◆ TASK GOAL
Please rewrite the stretch of the listing below, from the line containing "Where within the image shown above has the calm" through the end of the listing, keeping every line unchanged except the bounding-box coordinates in the answers. Shift each of those coordinates by -55.

## begin

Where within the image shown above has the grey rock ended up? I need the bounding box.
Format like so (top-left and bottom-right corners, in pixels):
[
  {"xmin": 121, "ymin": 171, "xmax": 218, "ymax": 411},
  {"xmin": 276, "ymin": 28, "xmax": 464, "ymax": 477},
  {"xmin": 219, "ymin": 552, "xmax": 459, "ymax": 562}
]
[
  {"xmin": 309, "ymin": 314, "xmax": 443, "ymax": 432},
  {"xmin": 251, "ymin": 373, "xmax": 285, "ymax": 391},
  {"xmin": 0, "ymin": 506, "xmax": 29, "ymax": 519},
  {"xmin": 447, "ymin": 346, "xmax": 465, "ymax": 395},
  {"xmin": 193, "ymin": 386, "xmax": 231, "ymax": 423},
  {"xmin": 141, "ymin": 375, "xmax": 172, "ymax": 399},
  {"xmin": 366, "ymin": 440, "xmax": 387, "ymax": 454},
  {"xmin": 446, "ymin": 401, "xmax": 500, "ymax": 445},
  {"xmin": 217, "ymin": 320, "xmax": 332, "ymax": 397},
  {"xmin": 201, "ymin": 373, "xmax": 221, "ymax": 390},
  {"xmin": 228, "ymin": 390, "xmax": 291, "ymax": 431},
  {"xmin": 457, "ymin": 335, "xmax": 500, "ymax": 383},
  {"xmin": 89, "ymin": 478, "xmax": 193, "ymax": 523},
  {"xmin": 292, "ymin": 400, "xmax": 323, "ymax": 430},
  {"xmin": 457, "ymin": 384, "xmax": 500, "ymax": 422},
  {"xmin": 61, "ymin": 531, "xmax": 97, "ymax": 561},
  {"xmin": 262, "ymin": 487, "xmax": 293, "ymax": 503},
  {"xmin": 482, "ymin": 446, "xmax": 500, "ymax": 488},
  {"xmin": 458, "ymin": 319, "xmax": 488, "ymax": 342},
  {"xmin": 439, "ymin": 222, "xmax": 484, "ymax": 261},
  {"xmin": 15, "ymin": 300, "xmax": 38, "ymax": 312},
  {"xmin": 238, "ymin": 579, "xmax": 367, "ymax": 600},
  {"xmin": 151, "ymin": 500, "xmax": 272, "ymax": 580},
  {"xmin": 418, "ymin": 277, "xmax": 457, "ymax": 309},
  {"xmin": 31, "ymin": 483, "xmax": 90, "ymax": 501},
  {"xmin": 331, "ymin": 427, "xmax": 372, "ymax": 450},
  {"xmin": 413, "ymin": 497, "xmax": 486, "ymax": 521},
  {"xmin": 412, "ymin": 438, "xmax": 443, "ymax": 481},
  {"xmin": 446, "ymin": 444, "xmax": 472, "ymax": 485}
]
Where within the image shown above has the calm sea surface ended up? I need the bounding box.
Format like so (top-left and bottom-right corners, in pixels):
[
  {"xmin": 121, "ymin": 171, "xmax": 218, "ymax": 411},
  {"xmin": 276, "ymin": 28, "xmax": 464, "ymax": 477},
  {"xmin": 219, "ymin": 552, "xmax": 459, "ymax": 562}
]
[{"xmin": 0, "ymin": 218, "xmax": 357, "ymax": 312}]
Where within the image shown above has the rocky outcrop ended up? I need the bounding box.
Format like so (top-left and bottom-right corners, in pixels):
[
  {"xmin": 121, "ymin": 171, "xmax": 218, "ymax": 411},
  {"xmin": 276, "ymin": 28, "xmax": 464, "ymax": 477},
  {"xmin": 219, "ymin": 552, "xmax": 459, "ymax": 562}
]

## end

◆ RESULT OF THE EXERCISE
Where within the image shown above has the calm sea surface ended up? I need the bounding box.
Format like so (top-left and bottom-right corners, in pixels):
[
  {"xmin": 121, "ymin": 171, "xmax": 218, "ymax": 411},
  {"xmin": 276, "ymin": 28, "xmax": 464, "ymax": 477},
  {"xmin": 219, "ymin": 552, "xmax": 459, "ymax": 562}
]
[{"xmin": -55, "ymin": 163, "xmax": 302, "ymax": 257}]
Where within the image shown above has the rocky outcrop ended up? I need the bounding box.
Format like so (top-left and bottom-right corners, in pixels):
[
  {"xmin": 121, "ymin": 171, "xmax": 218, "ymax": 411},
  {"xmin": 276, "ymin": 28, "xmax": 464, "ymax": 477},
  {"xmin": 219, "ymin": 552, "xmax": 459, "ymax": 562}
]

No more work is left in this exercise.